TRY IT: Exactly and without additions, transcribe the line that contains "label the sun, a point per instance." and every line after it in the data.

Records from a data source:
_ _ _ _ _ _ _

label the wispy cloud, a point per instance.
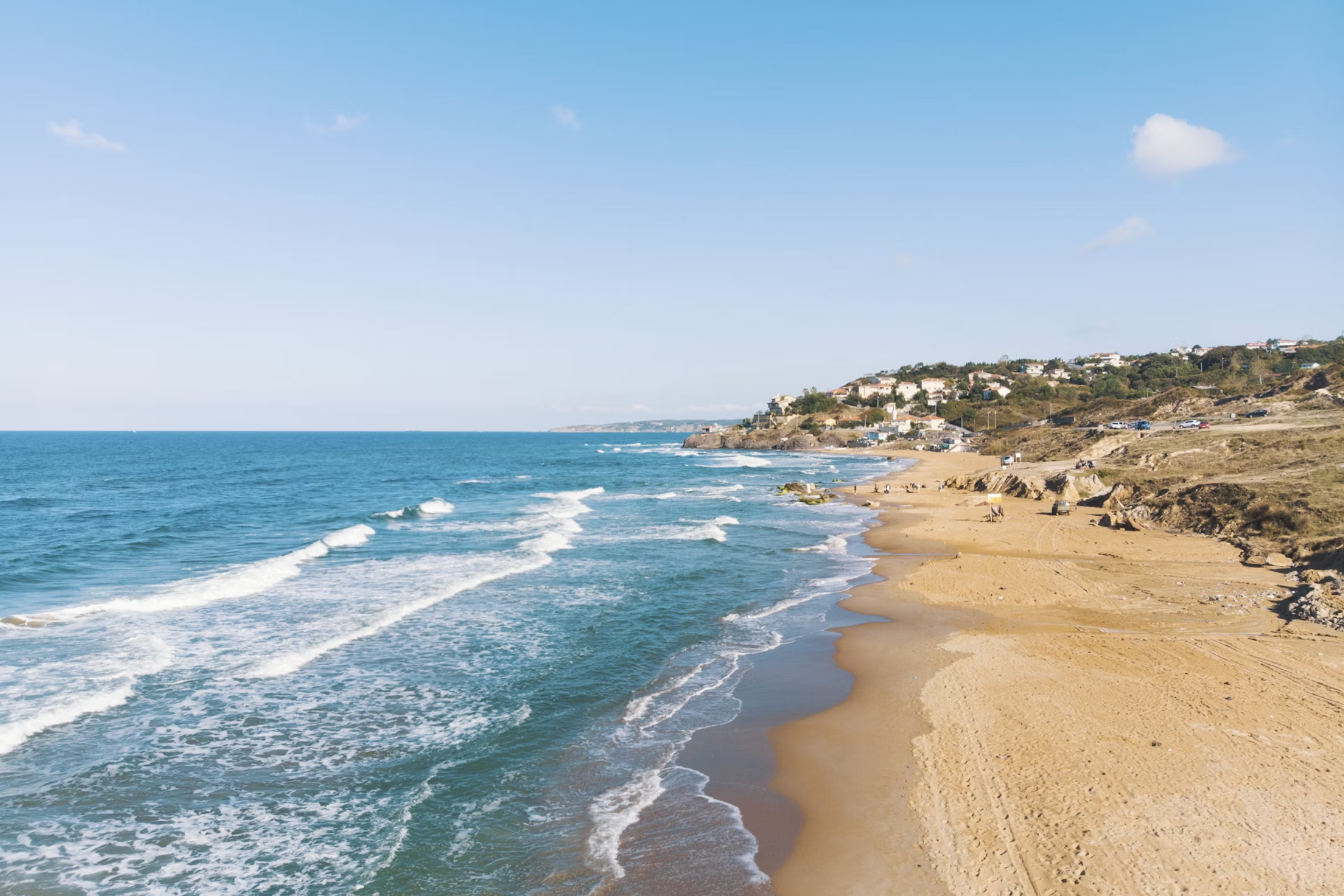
(77, 136)
(616, 409)
(718, 409)
(566, 117)
(1127, 231)
(1166, 147)
(340, 124)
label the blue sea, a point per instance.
(390, 664)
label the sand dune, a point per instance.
(1094, 712)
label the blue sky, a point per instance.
(515, 216)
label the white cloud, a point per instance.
(340, 124)
(1127, 231)
(566, 117)
(1168, 147)
(77, 136)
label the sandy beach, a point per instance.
(1065, 708)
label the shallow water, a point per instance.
(389, 662)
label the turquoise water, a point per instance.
(389, 662)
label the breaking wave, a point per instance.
(239, 582)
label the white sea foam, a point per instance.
(290, 662)
(834, 544)
(237, 582)
(716, 492)
(613, 812)
(736, 460)
(636, 708)
(350, 536)
(548, 543)
(72, 700)
(703, 533)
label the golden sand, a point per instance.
(1063, 708)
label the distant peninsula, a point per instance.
(644, 426)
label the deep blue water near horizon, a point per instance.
(389, 662)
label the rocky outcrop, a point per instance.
(1320, 604)
(800, 442)
(1136, 519)
(765, 441)
(1057, 487)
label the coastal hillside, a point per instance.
(643, 426)
(1252, 452)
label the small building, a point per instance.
(933, 385)
(869, 390)
(902, 423)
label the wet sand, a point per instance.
(1067, 708)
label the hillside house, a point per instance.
(869, 390)
(908, 390)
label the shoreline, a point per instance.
(1094, 711)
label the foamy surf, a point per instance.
(834, 544)
(71, 703)
(239, 582)
(616, 810)
(296, 660)
(435, 507)
(736, 460)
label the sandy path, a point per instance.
(1099, 722)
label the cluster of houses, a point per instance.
(991, 386)
(1285, 346)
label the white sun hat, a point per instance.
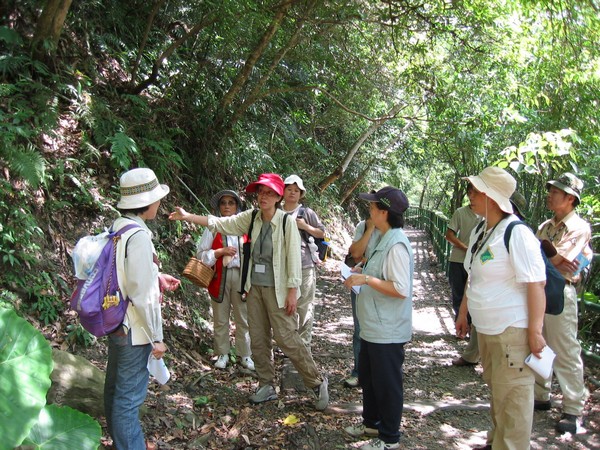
(139, 188)
(497, 184)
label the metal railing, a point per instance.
(435, 224)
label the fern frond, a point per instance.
(25, 163)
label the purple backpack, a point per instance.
(97, 298)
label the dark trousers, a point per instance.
(380, 376)
(457, 276)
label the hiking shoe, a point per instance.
(351, 381)
(263, 394)
(322, 395)
(542, 405)
(378, 444)
(461, 362)
(568, 424)
(222, 361)
(361, 430)
(247, 363)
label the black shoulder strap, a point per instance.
(300, 215)
(284, 224)
(254, 213)
(479, 226)
(508, 232)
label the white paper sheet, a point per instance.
(158, 369)
(543, 367)
(346, 272)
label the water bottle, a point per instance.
(314, 249)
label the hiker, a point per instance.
(222, 253)
(309, 225)
(384, 310)
(275, 275)
(567, 236)
(506, 300)
(462, 222)
(366, 237)
(141, 334)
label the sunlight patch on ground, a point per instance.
(432, 321)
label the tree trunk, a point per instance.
(255, 93)
(48, 28)
(168, 52)
(149, 23)
(242, 77)
(356, 183)
(339, 171)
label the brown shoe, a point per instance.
(460, 361)
(542, 405)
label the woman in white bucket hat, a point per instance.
(506, 300)
(141, 334)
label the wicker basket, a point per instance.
(198, 272)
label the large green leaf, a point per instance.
(25, 367)
(61, 427)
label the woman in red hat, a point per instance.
(223, 253)
(274, 275)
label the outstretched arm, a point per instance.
(182, 214)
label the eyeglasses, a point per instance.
(267, 193)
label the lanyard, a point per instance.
(477, 247)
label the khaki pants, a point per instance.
(267, 319)
(471, 353)
(232, 300)
(305, 308)
(560, 333)
(511, 383)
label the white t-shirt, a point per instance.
(497, 289)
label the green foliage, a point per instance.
(541, 153)
(25, 367)
(19, 232)
(123, 150)
(59, 428)
(46, 301)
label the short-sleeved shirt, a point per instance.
(497, 284)
(570, 237)
(462, 223)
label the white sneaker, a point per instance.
(322, 395)
(351, 381)
(378, 444)
(222, 361)
(263, 394)
(361, 430)
(247, 363)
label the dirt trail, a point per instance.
(446, 407)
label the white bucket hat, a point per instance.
(139, 188)
(295, 179)
(497, 184)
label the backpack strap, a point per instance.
(254, 213)
(300, 215)
(245, 263)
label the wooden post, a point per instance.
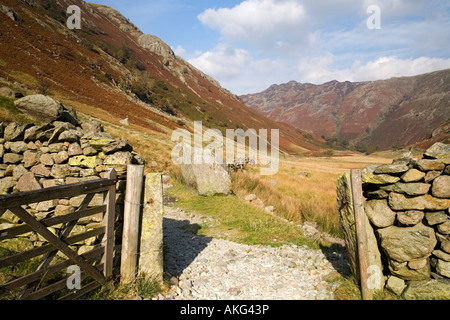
(108, 222)
(151, 245)
(132, 210)
(361, 235)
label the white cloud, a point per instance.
(223, 61)
(319, 69)
(321, 40)
(237, 70)
(261, 22)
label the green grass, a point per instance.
(239, 221)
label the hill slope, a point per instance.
(110, 67)
(385, 113)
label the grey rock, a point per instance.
(430, 164)
(391, 168)
(6, 185)
(410, 218)
(40, 107)
(28, 182)
(15, 131)
(12, 158)
(407, 243)
(441, 187)
(429, 289)
(206, 178)
(412, 189)
(379, 213)
(70, 136)
(436, 217)
(413, 175)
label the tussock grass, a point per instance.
(235, 220)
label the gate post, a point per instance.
(132, 210)
(108, 222)
(151, 242)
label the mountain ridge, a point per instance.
(111, 65)
(379, 114)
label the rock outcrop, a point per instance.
(408, 207)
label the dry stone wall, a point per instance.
(407, 204)
(57, 153)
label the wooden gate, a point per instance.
(96, 264)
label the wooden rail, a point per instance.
(100, 271)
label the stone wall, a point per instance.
(407, 204)
(57, 153)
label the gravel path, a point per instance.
(204, 268)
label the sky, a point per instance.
(248, 45)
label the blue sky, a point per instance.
(247, 45)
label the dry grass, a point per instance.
(301, 198)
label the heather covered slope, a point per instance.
(110, 67)
(383, 114)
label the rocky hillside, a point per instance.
(110, 69)
(377, 114)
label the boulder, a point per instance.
(119, 145)
(7, 92)
(207, 178)
(379, 178)
(40, 107)
(410, 218)
(444, 228)
(435, 217)
(155, 45)
(15, 131)
(407, 243)
(391, 168)
(427, 290)
(412, 189)
(401, 202)
(74, 149)
(406, 273)
(413, 175)
(444, 242)
(379, 213)
(439, 151)
(28, 182)
(430, 164)
(12, 158)
(396, 285)
(6, 185)
(441, 187)
(70, 136)
(16, 147)
(83, 161)
(118, 161)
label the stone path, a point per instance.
(204, 268)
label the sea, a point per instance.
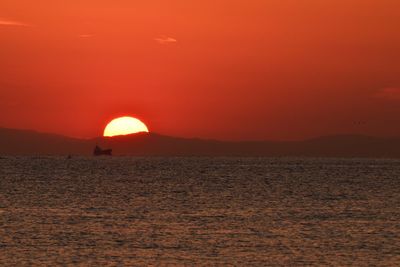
(199, 211)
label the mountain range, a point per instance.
(28, 142)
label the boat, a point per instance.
(98, 151)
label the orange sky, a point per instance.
(225, 69)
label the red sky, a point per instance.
(225, 69)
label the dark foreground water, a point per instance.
(199, 211)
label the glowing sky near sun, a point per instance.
(257, 69)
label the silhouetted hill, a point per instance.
(26, 142)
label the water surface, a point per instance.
(199, 211)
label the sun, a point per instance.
(124, 126)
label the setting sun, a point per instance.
(124, 126)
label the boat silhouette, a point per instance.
(99, 152)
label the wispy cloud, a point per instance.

_ _ _ _ _ _ _

EXERCISE RESULT:
label the sun, a point per instance.
(124, 126)
label the setting sun, a point per instance.
(124, 126)
label the boat silhouette, a point per instance.
(99, 152)
label the wispy cloud, a point per instance.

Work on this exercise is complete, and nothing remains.